▶ Work instructions: Would you please transcribe, exactly as written, the lines of the entries below starting at the one that holds "target | small strawberry" and ending at the one that holds "target | red strawberry", both included?
_ _ _ _
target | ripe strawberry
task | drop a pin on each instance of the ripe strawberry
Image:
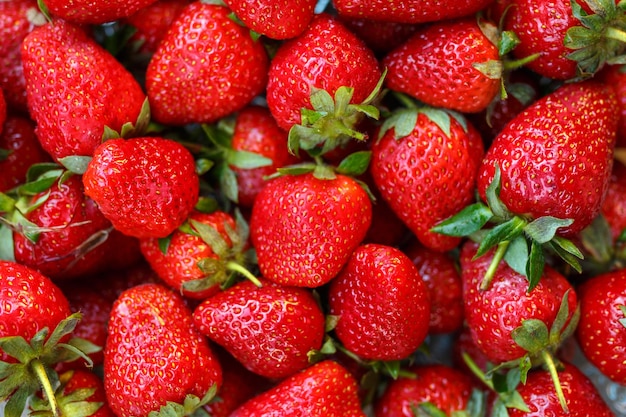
(443, 387)
(447, 64)
(572, 38)
(171, 360)
(325, 389)
(412, 11)
(94, 12)
(440, 274)
(601, 332)
(73, 103)
(145, 186)
(381, 303)
(206, 67)
(425, 165)
(304, 229)
(269, 329)
(19, 150)
(275, 19)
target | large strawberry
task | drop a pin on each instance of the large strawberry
(275, 19)
(171, 361)
(304, 228)
(381, 303)
(206, 67)
(145, 186)
(602, 328)
(269, 329)
(451, 64)
(325, 389)
(75, 88)
(425, 165)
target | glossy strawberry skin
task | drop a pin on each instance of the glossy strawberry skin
(445, 387)
(425, 180)
(218, 70)
(310, 61)
(304, 229)
(493, 314)
(325, 389)
(145, 186)
(556, 156)
(269, 330)
(75, 102)
(601, 336)
(381, 303)
(30, 302)
(170, 358)
(276, 19)
(436, 66)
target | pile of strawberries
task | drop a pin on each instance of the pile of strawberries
(276, 207)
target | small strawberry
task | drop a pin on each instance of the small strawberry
(75, 88)
(171, 362)
(206, 67)
(145, 186)
(325, 389)
(424, 387)
(381, 304)
(449, 64)
(275, 19)
(601, 332)
(269, 329)
(304, 228)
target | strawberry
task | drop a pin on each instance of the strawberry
(573, 39)
(19, 149)
(304, 228)
(199, 256)
(276, 326)
(145, 186)
(412, 11)
(325, 389)
(601, 332)
(423, 179)
(275, 19)
(381, 304)
(72, 104)
(442, 278)
(206, 67)
(440, 386)
(447, 64)
(94, 12)
(171, 360)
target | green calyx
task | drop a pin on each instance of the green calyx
(600, 38)
(517, 240)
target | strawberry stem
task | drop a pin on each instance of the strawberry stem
(39, 369)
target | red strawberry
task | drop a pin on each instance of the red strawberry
(145, 186)
(170, 359)
(19, 150)
(443, 281)
(381, 304)
(269, 329)
(325, 389)
(75, 88)
(94, 12)
(424, 179)
(443, 387)
(275, 19)
(304, 229)
(197, 258)
(601, 332)
(413, 11)
(206, 67)
(447, 64)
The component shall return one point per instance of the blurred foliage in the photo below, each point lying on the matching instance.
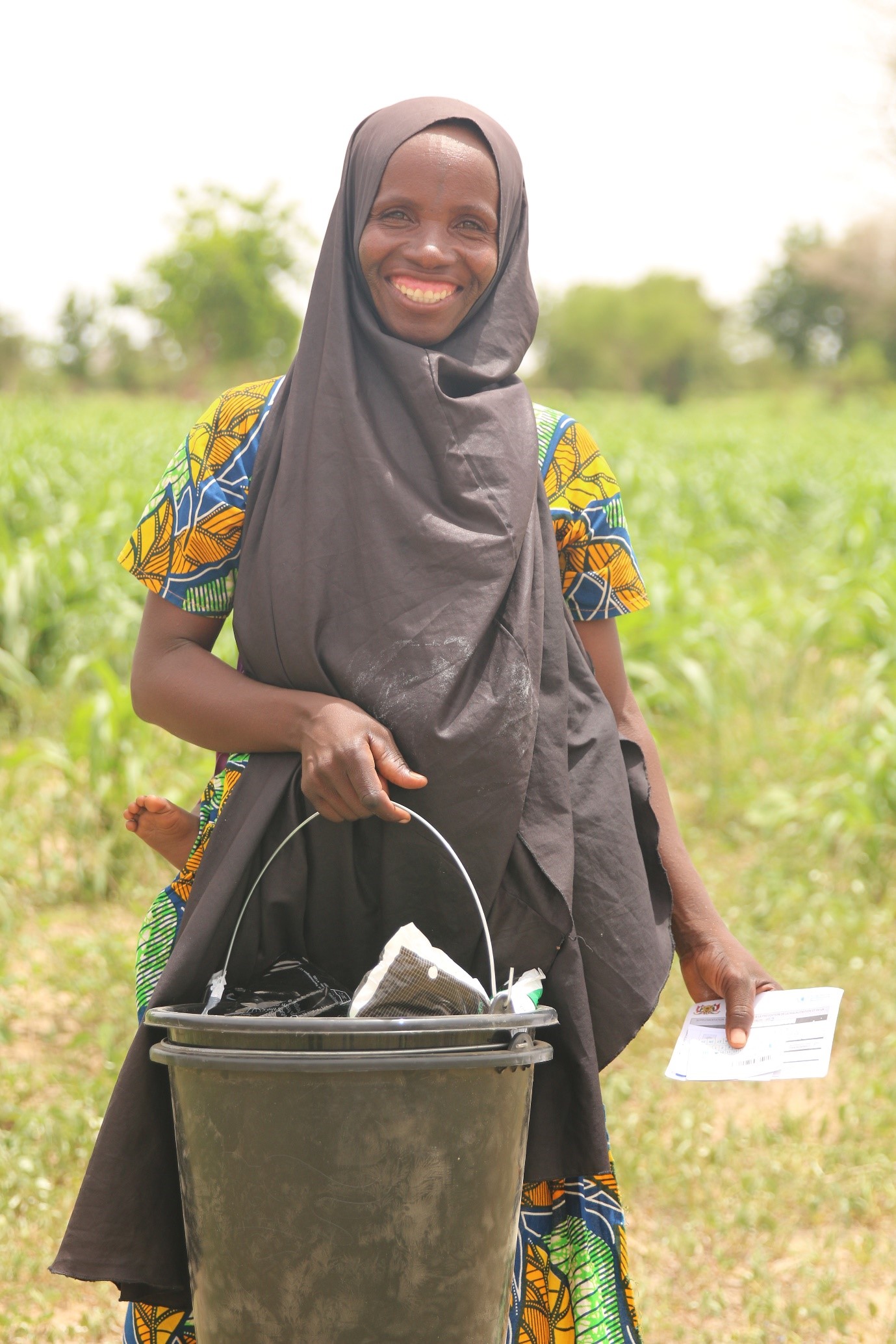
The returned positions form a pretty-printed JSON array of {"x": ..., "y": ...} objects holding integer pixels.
[
  {"x": 834, "y": 302},
  {"x": 73, "y": 480},
  {"x": 220, "y": 304},
  {"x": 221, "y": 292},
  {"x": 14, "y": 347},
  {"x": 660, "y": 337},
  {"x": 766, "y": 530}
]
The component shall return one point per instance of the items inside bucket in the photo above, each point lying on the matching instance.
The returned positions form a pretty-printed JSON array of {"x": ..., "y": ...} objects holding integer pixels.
[
  {"x": 413, "y": 979},
  {"x": 289, "y": 989}
]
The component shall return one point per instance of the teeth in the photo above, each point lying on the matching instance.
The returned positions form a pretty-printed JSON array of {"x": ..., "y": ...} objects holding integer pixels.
[{"x": 424, "y": 296}]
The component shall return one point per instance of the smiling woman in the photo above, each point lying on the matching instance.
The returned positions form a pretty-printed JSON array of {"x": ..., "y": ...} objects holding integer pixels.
[
  {"x": 386, "y": 523},
  {"x": 430, "y": 246}
]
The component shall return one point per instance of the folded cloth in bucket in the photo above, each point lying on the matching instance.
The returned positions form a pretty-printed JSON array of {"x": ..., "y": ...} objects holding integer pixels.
[
  {"x": 413, "y": 979},
  {"x": 289, "y": 989}
]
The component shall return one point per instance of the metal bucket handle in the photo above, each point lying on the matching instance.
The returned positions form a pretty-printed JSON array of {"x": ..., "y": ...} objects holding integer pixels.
[{"x": 218, "y": 983}]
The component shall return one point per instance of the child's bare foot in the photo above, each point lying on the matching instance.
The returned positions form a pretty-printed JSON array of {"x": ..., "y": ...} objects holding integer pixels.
[{"x": 166, "y": 827}]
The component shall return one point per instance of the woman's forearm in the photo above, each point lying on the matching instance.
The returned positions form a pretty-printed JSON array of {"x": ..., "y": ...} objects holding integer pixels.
[
  {"x": 177, "y": 683},
  {"x": 348, "y": 758}
]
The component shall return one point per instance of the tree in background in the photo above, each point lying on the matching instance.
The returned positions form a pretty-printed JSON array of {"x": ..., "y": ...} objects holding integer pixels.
[
  {"x": 78, "y": 337},
  {"x": 660, "y": 337},
  {"x": 833, "y": 302},
  {"x": 222, "y": 291}
]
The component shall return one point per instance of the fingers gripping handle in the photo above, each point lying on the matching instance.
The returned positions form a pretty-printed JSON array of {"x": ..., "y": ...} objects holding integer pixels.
[{"x": 218, "y": 983}]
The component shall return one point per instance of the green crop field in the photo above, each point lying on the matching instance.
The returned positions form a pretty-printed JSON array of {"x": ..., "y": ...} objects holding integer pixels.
[{"x": 766, "y": 532}]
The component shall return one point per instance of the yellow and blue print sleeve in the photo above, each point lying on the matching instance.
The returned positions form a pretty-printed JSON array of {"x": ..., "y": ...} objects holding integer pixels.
[
  {"x": 186, "y": 546},
  {"x": 598, "y": 566}
]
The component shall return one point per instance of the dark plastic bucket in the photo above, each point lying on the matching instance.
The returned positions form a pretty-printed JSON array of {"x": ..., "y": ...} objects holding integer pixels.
[{"x": 351, "y": 1182}]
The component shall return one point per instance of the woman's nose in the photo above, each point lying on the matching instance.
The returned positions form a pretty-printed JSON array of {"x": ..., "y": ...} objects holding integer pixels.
[{"x": 430, "y": 246}]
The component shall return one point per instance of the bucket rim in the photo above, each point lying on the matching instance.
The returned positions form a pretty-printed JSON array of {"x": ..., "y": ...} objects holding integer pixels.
[
  {"x": 191, "y": 1016},
  {"x": 347, "y": 1061}
]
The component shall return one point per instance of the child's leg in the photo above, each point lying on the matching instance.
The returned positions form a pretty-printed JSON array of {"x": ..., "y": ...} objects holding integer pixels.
[{"x": 166, "y": 827}]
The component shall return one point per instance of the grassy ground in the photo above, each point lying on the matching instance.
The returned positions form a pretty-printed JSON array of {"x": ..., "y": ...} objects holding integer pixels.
[{"x": 767, "y": 537}]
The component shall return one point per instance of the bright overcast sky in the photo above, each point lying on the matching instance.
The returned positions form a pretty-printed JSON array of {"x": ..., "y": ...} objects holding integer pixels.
[{"x": 683, "y": 135}]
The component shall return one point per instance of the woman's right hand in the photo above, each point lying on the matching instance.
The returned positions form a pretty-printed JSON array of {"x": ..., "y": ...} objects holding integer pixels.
[{"x": 348, "y": 761}]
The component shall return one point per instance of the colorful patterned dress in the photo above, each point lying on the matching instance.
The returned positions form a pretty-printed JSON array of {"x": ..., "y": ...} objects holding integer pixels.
[{"x": 570, "y": 1277}]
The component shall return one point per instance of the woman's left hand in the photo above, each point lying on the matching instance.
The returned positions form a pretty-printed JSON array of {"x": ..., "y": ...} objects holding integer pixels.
[{"x": 715, "y": 965}]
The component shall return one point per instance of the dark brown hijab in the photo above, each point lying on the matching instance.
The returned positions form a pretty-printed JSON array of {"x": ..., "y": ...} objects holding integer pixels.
[{"x": 400, "y": 552}]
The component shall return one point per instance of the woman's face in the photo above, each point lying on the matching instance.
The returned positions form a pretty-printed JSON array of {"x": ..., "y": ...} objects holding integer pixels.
[{"x": 430, "y": 245}]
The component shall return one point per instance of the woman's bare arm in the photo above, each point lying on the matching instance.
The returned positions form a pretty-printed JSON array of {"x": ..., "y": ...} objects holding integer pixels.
[
  {"x": 348, "y": 758},
  {"x": 713, "y": 964}
]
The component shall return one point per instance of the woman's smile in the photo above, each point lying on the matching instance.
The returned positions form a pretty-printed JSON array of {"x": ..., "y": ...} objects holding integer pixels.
[{"x": 425, "y": 291}]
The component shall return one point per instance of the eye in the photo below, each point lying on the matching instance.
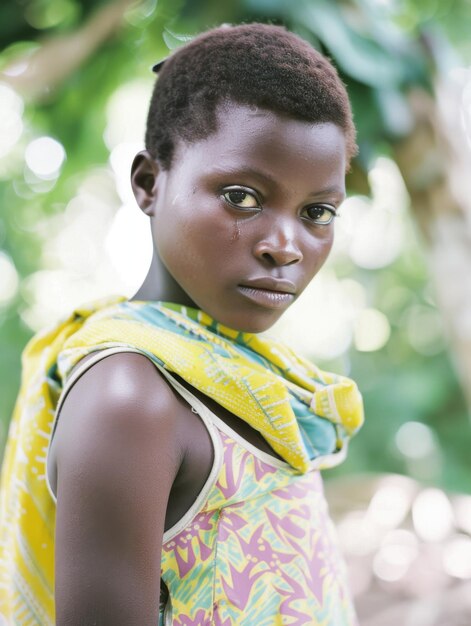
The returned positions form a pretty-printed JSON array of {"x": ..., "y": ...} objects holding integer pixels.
[
  {"x": 320, "y": 213},
  {"x": 241, "y": 198}
]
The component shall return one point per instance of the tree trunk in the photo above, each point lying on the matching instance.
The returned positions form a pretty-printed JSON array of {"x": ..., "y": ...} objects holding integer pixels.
[{"x": 435, "y": 162}]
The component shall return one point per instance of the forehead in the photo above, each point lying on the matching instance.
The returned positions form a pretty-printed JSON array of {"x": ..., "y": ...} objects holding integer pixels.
[{"x": 284, "y": 148}]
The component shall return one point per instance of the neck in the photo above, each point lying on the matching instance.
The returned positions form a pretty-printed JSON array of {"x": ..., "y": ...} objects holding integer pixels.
[{"x": 160, "y": 285}]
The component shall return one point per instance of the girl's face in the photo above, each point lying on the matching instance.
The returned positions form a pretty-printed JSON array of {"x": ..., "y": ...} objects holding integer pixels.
[{"x": 244, "y": 219}]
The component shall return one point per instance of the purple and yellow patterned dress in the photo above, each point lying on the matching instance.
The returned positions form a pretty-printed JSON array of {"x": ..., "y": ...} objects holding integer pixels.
[{"x": 256, "y": 547}]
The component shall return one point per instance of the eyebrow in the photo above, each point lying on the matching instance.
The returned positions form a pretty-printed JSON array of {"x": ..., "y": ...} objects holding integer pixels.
[{"x": 268, "y": 178}]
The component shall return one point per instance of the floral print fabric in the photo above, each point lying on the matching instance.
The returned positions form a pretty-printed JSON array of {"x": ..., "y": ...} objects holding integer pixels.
[{"x": 262, "y": 551}]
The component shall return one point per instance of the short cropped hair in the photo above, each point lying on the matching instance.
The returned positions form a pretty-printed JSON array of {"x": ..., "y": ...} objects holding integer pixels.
[{"x": 252, "y": 64}]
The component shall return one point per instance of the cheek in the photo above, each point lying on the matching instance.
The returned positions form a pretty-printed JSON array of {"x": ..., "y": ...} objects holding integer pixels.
[{"x": 319, "y": 248}]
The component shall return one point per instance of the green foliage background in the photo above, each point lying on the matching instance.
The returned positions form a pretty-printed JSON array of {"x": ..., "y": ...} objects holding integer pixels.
[{"x": 377, "y": 48}]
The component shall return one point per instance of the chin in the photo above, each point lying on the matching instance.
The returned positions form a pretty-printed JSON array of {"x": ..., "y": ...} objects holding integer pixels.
[{"x": 251, "y": 323}]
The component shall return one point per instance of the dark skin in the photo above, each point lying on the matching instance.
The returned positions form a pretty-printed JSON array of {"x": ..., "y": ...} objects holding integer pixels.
[{"x": 241, "y": 223}]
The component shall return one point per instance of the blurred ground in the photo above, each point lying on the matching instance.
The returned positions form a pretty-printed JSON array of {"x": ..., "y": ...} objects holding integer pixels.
[{"x": 408, "y": 550}]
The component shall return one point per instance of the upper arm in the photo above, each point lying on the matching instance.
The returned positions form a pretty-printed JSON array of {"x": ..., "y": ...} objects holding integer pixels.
[{"x": 117, "y": 455}]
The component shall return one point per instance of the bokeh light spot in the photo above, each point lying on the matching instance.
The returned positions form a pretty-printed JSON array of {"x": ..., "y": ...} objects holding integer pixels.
[{"x": 44, "y": 156}]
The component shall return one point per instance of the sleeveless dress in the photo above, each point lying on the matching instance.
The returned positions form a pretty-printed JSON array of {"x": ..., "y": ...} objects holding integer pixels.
[{"x": 257, "y": 546}]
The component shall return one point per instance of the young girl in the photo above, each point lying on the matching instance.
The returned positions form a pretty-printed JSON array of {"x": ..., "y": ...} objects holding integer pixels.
[{"x": 159, "y": 443}]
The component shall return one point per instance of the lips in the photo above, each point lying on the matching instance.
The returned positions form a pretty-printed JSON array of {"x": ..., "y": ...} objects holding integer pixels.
[{"x": 269, "y": 292}]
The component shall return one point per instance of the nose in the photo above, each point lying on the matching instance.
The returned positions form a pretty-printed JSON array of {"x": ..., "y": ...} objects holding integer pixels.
[{"x": 277, "y": 246}]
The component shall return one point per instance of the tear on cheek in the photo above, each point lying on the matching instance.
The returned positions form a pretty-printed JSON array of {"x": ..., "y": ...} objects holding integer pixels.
[{"x": 236, "y": 231}]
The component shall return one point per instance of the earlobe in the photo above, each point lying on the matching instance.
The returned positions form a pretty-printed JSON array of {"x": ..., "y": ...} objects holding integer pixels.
[{"x": 144, "y": 174}]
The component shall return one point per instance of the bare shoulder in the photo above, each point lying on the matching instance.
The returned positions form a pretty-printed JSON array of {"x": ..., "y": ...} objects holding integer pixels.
[
  {"x": 117, "y": 455},
  {"x": 121, "y": 399}
]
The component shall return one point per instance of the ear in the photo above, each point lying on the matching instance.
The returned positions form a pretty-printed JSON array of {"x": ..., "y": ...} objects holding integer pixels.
[{"x": 144, "y": 173}]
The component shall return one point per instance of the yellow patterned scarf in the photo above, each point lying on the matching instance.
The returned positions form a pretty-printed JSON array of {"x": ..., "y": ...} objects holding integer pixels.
[{"x": 306, "y": 415}]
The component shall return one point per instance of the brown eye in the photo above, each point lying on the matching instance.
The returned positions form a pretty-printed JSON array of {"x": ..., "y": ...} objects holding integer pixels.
[
  {"x": 320, "y": 213},
  {"x": 241, "y": 198}
]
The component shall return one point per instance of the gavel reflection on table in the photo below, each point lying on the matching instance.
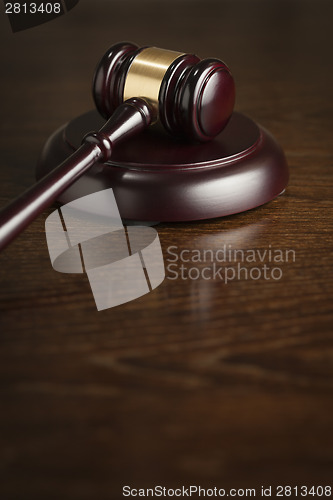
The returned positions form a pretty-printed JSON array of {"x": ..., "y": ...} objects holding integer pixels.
[{"x": 193, "y": 177}]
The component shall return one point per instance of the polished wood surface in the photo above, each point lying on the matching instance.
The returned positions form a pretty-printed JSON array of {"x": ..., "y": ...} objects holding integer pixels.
[{"x": 198, "y": 382}]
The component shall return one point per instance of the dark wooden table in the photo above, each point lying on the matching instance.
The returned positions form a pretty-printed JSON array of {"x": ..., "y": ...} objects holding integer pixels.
[{"x": 199, "y": 382}]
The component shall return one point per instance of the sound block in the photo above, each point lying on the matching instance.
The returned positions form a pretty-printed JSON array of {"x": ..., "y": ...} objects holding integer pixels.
[{"x": 157, "y": 177}]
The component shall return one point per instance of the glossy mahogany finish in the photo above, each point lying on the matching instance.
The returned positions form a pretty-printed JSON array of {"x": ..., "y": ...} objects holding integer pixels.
[
  {"x": 130, "y": 118},
  {"x": 157, "y": 177},
  {"x": 196, "y": 97}
]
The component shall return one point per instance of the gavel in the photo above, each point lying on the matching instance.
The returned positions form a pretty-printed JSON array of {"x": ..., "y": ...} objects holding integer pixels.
[{"x": 133, "y": 88}]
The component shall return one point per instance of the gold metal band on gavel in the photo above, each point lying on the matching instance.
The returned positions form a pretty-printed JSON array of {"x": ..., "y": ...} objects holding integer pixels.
[{"x": 146, "y": 73}]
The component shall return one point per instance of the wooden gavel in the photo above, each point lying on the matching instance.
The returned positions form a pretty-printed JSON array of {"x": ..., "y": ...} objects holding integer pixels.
[{"x": 134, "y": 87}]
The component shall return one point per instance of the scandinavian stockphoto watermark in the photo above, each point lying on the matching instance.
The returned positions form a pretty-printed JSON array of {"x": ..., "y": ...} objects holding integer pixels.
[{"x": 227, "y": 263}]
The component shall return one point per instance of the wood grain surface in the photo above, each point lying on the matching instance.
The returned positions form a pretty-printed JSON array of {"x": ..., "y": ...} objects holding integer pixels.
[{"x": 199, "y": 382}]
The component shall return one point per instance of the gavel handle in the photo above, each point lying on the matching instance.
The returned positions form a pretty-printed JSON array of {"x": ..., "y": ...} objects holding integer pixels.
[{"x": 130, "y": 118}]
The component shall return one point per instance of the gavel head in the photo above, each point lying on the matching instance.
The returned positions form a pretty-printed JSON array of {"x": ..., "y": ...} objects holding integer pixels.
[{"x": 189, "y": 96}]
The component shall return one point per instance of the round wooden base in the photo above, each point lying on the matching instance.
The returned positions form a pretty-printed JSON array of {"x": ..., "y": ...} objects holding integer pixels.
[{"x": 157, "y": 177}]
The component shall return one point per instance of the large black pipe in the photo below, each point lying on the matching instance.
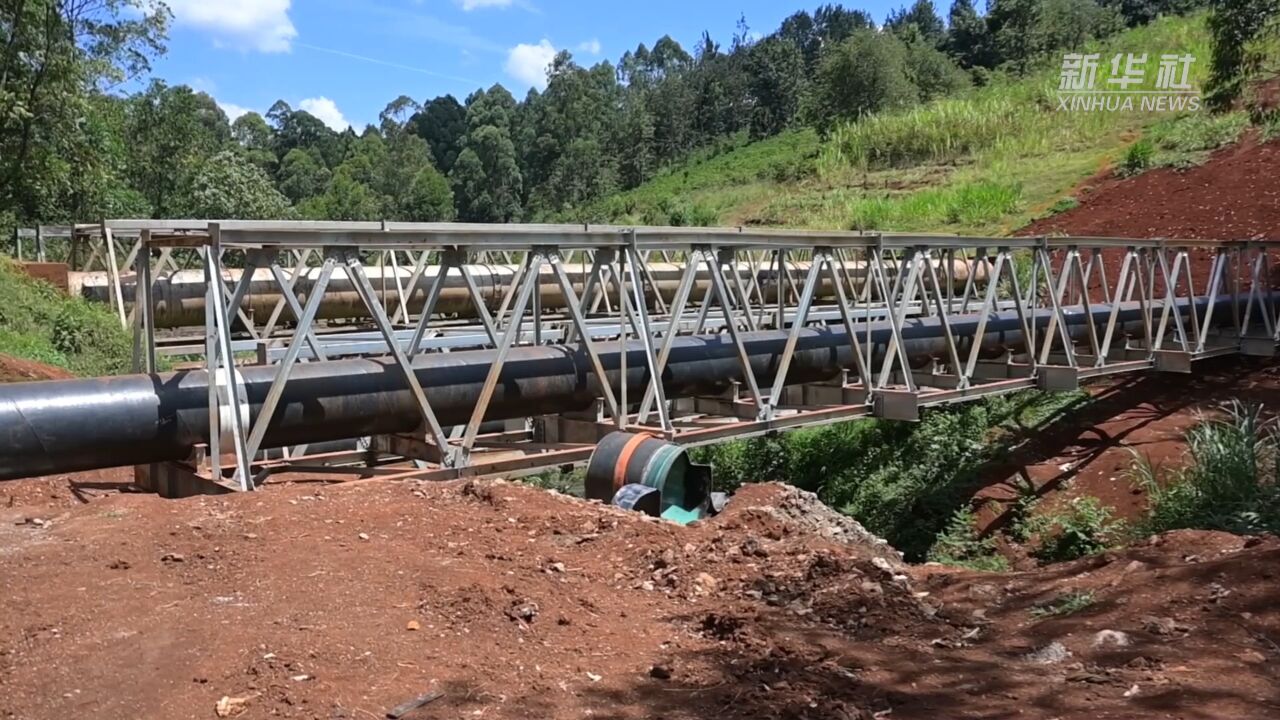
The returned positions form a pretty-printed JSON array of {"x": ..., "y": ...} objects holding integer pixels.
[{"x": 83, "y": 424}]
_ _ _ _
▶ Task solution:
target | small strawberry
task | drop a pin on each instance of the small strawberry
(75, 88)
(171, 362)
(206, 67)
(145, 186)
(325, 389)
(424, 387)
(381, 304)
(449, 64)
(275, 19)
(601, 332)
(269, 329)
(304, 228)
target | strawberry
task | drop a pin on each instance of the strawberry
(573, 39)
(19, 149)
(304, 228)
(199, 256)
(276, 326)
(145, 186)
(412, 11)
(325, 389)
(601, 332)
(423, 179)
(275, 19)
(381, 304)
(72, 104)
(442, 278)
(206, 67)
(440, 386)
(447, 64)
(94, 12)
(171, 360)
target | green calyx
task | drop a pin on each instance of the green calyx
(600, 38)
(517, 240)
target | strawberry stem
task | drop a pin on each instance of the strawberry stem
(39, 369)
target | red strawberry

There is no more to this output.